Collected data:
+++
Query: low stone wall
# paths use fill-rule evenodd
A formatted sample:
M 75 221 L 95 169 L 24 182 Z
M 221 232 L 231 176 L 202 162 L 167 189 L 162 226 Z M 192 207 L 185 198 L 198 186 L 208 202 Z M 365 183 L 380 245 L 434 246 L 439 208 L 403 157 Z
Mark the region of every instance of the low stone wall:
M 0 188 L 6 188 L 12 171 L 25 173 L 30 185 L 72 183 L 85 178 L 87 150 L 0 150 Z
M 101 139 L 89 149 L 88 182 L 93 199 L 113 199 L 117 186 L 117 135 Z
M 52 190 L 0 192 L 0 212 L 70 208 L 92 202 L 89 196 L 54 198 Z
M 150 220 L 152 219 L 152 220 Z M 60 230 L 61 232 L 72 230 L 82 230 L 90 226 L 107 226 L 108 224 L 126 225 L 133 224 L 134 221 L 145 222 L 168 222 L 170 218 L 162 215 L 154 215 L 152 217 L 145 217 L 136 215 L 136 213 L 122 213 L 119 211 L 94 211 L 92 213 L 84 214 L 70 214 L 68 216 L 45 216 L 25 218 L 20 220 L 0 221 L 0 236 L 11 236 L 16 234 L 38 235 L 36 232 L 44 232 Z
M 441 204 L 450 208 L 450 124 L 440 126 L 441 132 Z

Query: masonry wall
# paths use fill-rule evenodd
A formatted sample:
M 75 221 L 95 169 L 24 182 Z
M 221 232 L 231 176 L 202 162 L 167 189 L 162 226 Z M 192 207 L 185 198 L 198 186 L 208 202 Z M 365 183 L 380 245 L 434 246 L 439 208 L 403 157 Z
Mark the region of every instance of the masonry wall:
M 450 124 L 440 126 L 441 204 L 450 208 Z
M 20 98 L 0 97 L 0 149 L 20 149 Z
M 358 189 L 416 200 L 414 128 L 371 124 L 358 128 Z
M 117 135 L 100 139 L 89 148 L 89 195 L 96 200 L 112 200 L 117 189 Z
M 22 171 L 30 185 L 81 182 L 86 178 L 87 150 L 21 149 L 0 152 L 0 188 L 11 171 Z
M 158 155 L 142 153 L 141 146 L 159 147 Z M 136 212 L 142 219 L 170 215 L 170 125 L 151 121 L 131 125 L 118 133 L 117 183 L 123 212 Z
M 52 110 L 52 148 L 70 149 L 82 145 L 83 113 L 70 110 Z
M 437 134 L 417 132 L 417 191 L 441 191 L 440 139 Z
+++
• WORK INSTRUCTIONS
Lines holding the word "Query" are the answer; copy each one from the records above.

• RESPONSE TO THE EXERCISE
Query: low stone wall
Query: masonry wall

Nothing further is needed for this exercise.